What you should do:
Repeat every line of the material below verbatim, leaving out the pictures.

Stored data:

=== Section Start ===

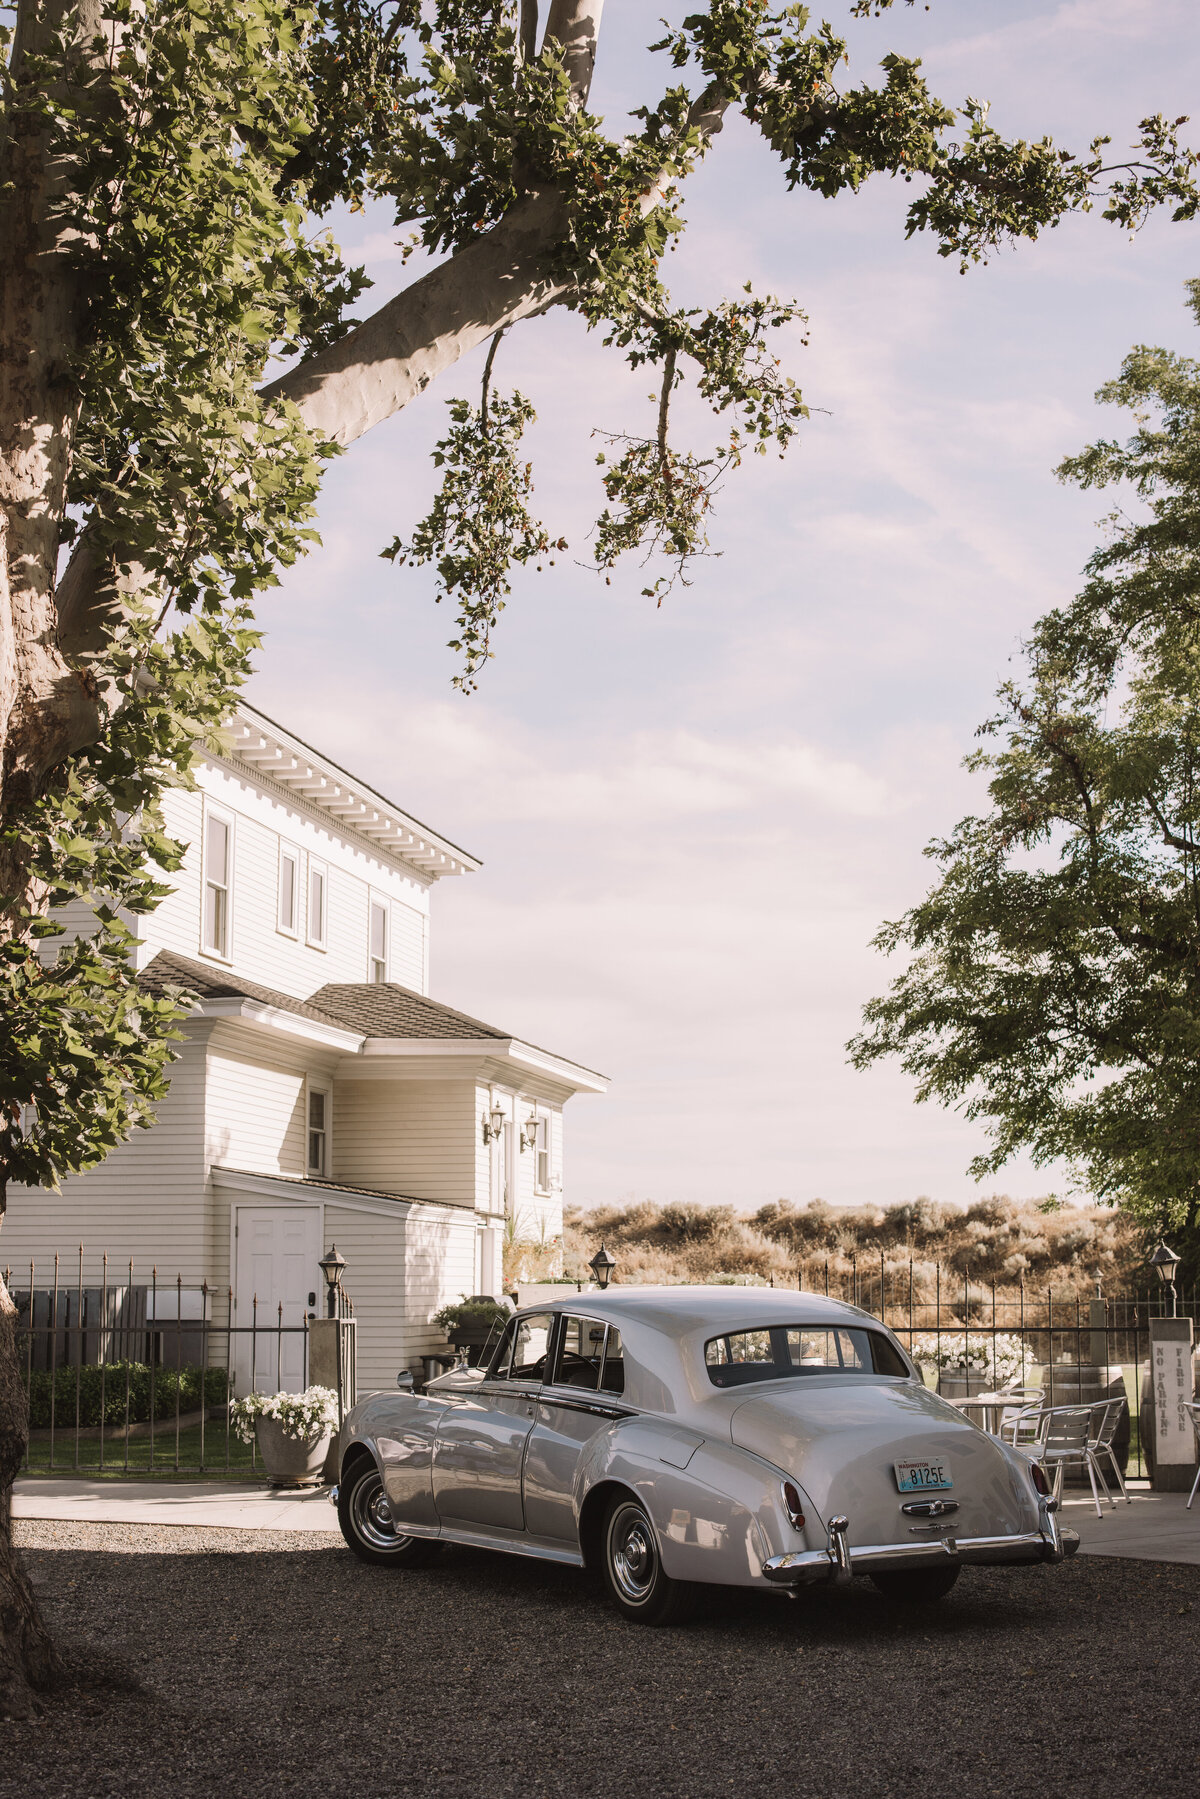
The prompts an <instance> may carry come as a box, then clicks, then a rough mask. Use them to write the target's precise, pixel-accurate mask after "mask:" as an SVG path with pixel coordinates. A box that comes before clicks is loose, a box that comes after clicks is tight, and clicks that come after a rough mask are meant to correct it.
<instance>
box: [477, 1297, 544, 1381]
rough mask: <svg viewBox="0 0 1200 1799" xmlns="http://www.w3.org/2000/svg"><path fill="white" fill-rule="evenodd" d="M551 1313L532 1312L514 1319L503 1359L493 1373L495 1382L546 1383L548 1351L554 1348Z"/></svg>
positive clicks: (507, 1331) (509, 1330)
mask: <svg viewBox="0 0 1200 1799" xmlns="http://www.w3.org/2000/svg"><path fill="white" fill-rule="evenodd" d="M552 1324H554V1313H552V1311H533V1313H529V1315H527V1317H524V1319H513V1322H511V1324H509V1328H507V1331H506V1335H504V1342H502V1346H500V1358H498V1362H497V1365H495V1367H493V1371H491V1378H493V1380H545V1351H547V1349H549V1344H551V1328H552Z"/></svg>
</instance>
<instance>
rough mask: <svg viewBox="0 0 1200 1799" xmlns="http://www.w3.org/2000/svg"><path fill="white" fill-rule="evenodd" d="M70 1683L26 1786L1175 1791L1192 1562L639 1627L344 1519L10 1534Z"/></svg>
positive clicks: (702, 1793) (922, 1795) (556, 1580)
mask: <svg viewBox="0 0 1200 1799" xmlns="http://www.w3.org/2000/svg"><path fill="white" fill-rule="evenodd" d="M18 1533H20V1535H18V1540H20V1542H22V1544H23V1547H25V1560H27V1565H29V1569H31V1572H32V1574H34V1578H36V1581H38V1583H40V1592H41V1599H43V1603H45V1608H47V1612H49V1617H50V1619H52V1624H54V1628H56V1632H58V1637H59V1642H63V1644H67V1646H70V1650H72V1675H74V1680H76V1684H74V1686H72V1687H68V1689H65V1691H63V1693H61V1695H58V1696H56V1698H54V1700H52V1702H50V1707H49V1714H47V1718H45V1720H43V1722H41V1723H36V1725H0V1770H2V1772H0V1792H2V1794H20V1795H22V1799H43V1795H45V1799H50V1795H54V1799H58V1795H63V1799H76V1795H79V1799H85V1795H86V1799H92V1795H108V1794H121V1795H126V1799H142V1795H158V1794H164V1795H167V1794H171V1795H175V1799H193V1795H196V1799H200V1795H203V1799H212V1795H221V1799H234V1795H237V1799H241V1795H259V1794H263V1795H272V1799H279V1795H281V1794H286V1792H290V1790H299V1788H308V1790H320V1792H326V1794H336V1795H345V1794H365V1795H390V1794H401V1795H408V1794H412V1795H421V1799H507V1795H509V1794H513V1795H516V1794H520V1795H536V1799H542V1795H547V1799H558V1795H570V1799H675V1795H680V1799H684V1795H685V1799H709V1795H725V1794H730V1795H738V1799H759V1795H761V1799H768V1795H770V1799H781V1795H788V1799H792V1795H801V1799H808V1795H811V1799H842V1795H846V1799H851V1795H853V1799H883V1795H892V1794H896V1795H903V1799H964V1795H970V1799H990V1795H993V1794H1002V1795H1006V1799H1007V1795H1011V1794H1024V1792H1029V1794H1045V1795H1051V1799H1052V1795H1060V1794H1074V1792H1112V1794H1119V1795H1121V1799H1137V1795H1142V1794H1144V1795H1148V1799H1150V1795H1153V1799H1168V1795H1175V1794H1178V1795H1184V1794H1187V1795H1195V1792H1196V1736H1198V1731H1196V1713H1198V1709H1200V1653H1198V1651H1200V1567H1164V1565H1155V1563H1148V1562H1108V1560H1096V1558H1087V1560H1078V1562H1074V1563H1069V1565H1067V1567H1061V1569H1031V1571H999V1569H979V1571H966V1572H964V1574H963V1578H961V1580H959V1585H957V1587H955V1590H954V1594H952V1596H950V1598H948V1599H945V1601H943V1603H941V1605H939V1607H936V1608H932V1610H930V1612H927V1614H921V1616H914V1614H909V1616H903V1614H900V1612H894V1610H892V1608H889V1607H887V1605H885V1603H883V1601H882V1599H880V1598H878V1594H876V1592H874V1589H871V1587H869V1585H867V1583H855V1587H853V1589H851V1590H849V1592H844V1594H831V1592H822V1594H811V1592H810V1594H808V1596H806V1598H802V1599H801V1601H790V1599H779V1598H774V1596H763V1598H759V1596H757V1594H743V1596H736V1594H730V1596H727V1598H725V1599H721V1601H718V1605H716V1607H714V1608H712V1610H711V1612H709V1614H707V1616H705V1617H702V1619H700V1621H698V1623H694V1624H689V1626H684V1628H678V1630H644V1628H639V1626H631V1624H626V1623H622V1621H621V1619H619V1617H617V1616H615V1614H613V1612H610V1610H608V1608H606V1607H604V1603H603V1599H601V1598H599V1594H597V1592H596V1590H594V1587H592V1585H590V1583H588V1581H587V1578H585V1576H581V1574H578V1572H574V1571H570V1569H558V1567H551V1565H540V1563H536V1562H524V1560H518V1558H515V1556H498V1554H484V1553H477V1551H466V1549H452V1551H448V1553H446V1554H444V1558H443V1560H441V1563H439V1565H437V1569H435V1571H425V1572H408V1574H405V1572H394V1571H389V1569H369V1567H363V1565H362V1563H358V1562H356V1560H354V1558H353V1556H351V1554H349V1551H345V1549H342V1545H340V1542H338V1540H336V1538H324V1536H313V1535H311V1533H304V1535H290V1533H275V1531H270V1533H250V1531H216V1529H203V1531H201V1529H182V1527H149V1526H104V1524H86V1526H76V1524H23V1526H18Z"/></svg>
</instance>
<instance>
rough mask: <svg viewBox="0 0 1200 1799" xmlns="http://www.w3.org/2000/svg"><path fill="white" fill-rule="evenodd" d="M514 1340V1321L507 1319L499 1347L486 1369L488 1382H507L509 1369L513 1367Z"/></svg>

=== Section End ===

Solution:
The prompts an <instance> may carry come as a box, then clicks, then a rough mask. Use them to write the target's precise, pixel-accurate mask after "mask:" as an SVG path with pixel coordinates. A box that comes before clicks is loose, a box that comes after clicks is tight, and clicks that come after a rough mask are meant to correct it.
<instance>
box: [477, 1297, 544, 1381]
rough mask: <svg viewBox="0 0 1200 1799" xmlns="http://www.w3.org/2000/svg"><path fill="white" fill-rule="evenodd" d="M551 1313L532 1312L514 1319L503 1359L493 1373L495 1382L546 1383L548 1351L554 1348Z"/></svg>
positive clicks: (507, 1331) (509, 1330)
mask: <svg viewBox="0 0 1200 1799" xmlns="http://www.w3.org/2000/svg"><path fill="white" fill-rule="evenodd" d="M552 1324H554V1313H552V1311H533V1313H529V1315H527V1317H524V1319H513V1322H511V1324H509V1328H507V1331H506V1335H504V1342H502V1346H500V1358H498V1362H497V1365H495V1367H493V1371H491V1378H493V1380H545V1351H547V1349H549V1344H551V1328H552Z"/></svg>
</instance>
<instance>
rough mask: <svg viewBox="0 0 1200 1799" xmlns="http://www.w3.org/2000/svg"><path fill="white" fill-rule="evenodd" d="M70 1683L26 1786L1175 1791L1192 1562L639 1627L344 1519L10 1534Z"/></svg>
positive clicks: (702, 1793) (922, 1795) (556, 1580)
mask: <svg viewBox="0 0 1200 1799" xmlns="http://www.w3.org/2000/svg"><path fill="white" fill-rule="evenodd" d="M18 1533H20V1535H18V1540H20V1542H22V1544H23V1547H25V1560H27V1565H29V1569H31V1572H32V1574H34V1578H36V1581H38V1583H40V1592H41V1599H43V1603H45V1608H47V1612H49V1617H50V1619H52V1624H54V1628H56V1632H58V1637H59V1642H63V1644H67V1646H70V1650H72V1675H74V1680H76V1684H74V1686H72V1687H68V1689H65V1691H63V1693H61V1695H58V1696H56V1698H54V1700H52V1702H50V1707H49V1714H47V1718H45V1720H43V1722H41V1723H36V1725H0V1770H2V1772H0V1792H2V1794H20V1795H22V1799H43V1795H45V1799H50V1795H54V1799H58V1795H63V1799H76V1795H79V1799H85V1795H86V1799H92V1795H108V1794H121V1795H126V1799H142V1795H158V1794H164V1795H167V1794H171V1795H175V1799H193V1795H196V1799H200V1795H203V1799H212V1795H221V1799H234V1795H237V1799H241V1795H259V1794H263V1795H272V1799H279V1795H281V1794H286V1792H290V1790H299V1788H308V1790H320V1792H326V1794H336V1795H345V1794H365V1795H390V1794H401V1795H408V1794H412V1795H421V1799H507V1795H509V1794H513V1795H516V1794H520V1795H536V1799H542V1795H547V1799H558V1795H570V1799H675V1795H680V1799H684V1795H685V1799H709V1795H725V1794H730V1795H738V1799H759V1795H761V1799H768V1795H770V1799H781V1795H788V1799H792V1795H801V1799H808V1795H811V1799H842V1795H846V1799H851V1795H853V1799H883V1795H892V1794H896V1795H903V1799H964V1795H970V1799H990V1795H993V1794H1002V1795H1006V1799H1007V1795H1011V1794H1024V1792H1029V1794H1045V1795H1051V1799H1052V1795H1060V1794H1074V1792H1112V1794H1119V1795H1121V1799H1137V1795H1142V1794H1144V1795H1148V1799H1150V1795H1153V1799H1168V1795H1175V1794H1178V1795H1184V1794H1187V1795H1195V1792H1196V1736H1198V1731H1196V1713H1198V1709H1200V1653H1198V1651H1200V1567H1164V1565H1155V1563H1148V1562H1108V1560H1096V1558H1087V1560H1078V1562H1074V1563H1069V1565H1067V1567H1061V1569H1031V1571H999V1569H979V1571H966V1572H964V1574H963V1578H961V1580H959V1585H957V1587H955V1590H954V1594H952V1596H950V1598H948V1599H945V1601H943V1603H941V1605H939V1607H936V1608H932V1610H930V1612H927V1614H921V1616H914V1614H909V1616H903V1614H900V1612H894V1610H892V1608H889V1607H887V1605H885V1603H883V1601H882V1599H880V1598H878V1594H876V1592H874V1589H871V1587H869V1585H867V1583H855V1587H853V1589H851V1590H849V1592H844V1594H831V1592H822V1594H811V1592H810V1594H808V1596H806V1598H802V1599H801V1601H790V1599H779V1598H774V1596H763V1598H759V1596H757V1594H743V1596H736V1594H730V1596H727V1598H725V1599H721V1601H718V1605H716V1607H714V1608H712V1610H711V1612H709V1614H707V1616H705V1617H702V1619H700V1621H698V1623H694V1624H689V1626H684V1628H678V1630H644V1628H639V1626H631V1624H626V1623H622V1621H621V1619H619V1617H617V1616H615V1614H613V1612H610V1610H608V1608H606V1607H604V1603H603V1599H601V1598H599V1594H597V1592H596V1590H594V1587H592V1585H590V1583H588V1581H587V1578H585V1576H581V1574H578V1572H574V1571H570V1569H558V1567H551V1565H540V1563H536V1562H524V1560H518V1558H515V1556H498V1554H484V1553H477V1551H466V1549H452V1551H448V1553H446V1554H444V1558H443V1560H441V1563H439V1565H437V1569H435V1571H425V1572H408V1574H405V1572H394V1571H389V1569H369V1567H363V1565H362V1563H358V1562H356V1560H354V1558H353V1556H351V1554H349V1551H345V1549H342V1545H340V1542H338V1540H336V1538H324V1536H313V1535H311V1533H304V1535H290V1533H275V1531H270V1533H250V1531H216V1529H203V1531H201V1529H182V1527H149V1526H104V1524H86V1526H76V1524H23V1526H18Z"/></svg>
</instance>
<instance>
rough mask: <svg viewBox="0 0 1200 1799" xmlns="http://www.w3.org/2000/svg"><path fill="white" fill-rule="evenodd" d="M514 1340V1321L507 1319L499 1347L486 1369L488 1382H507L509 1369L513 1367Z"/></svg>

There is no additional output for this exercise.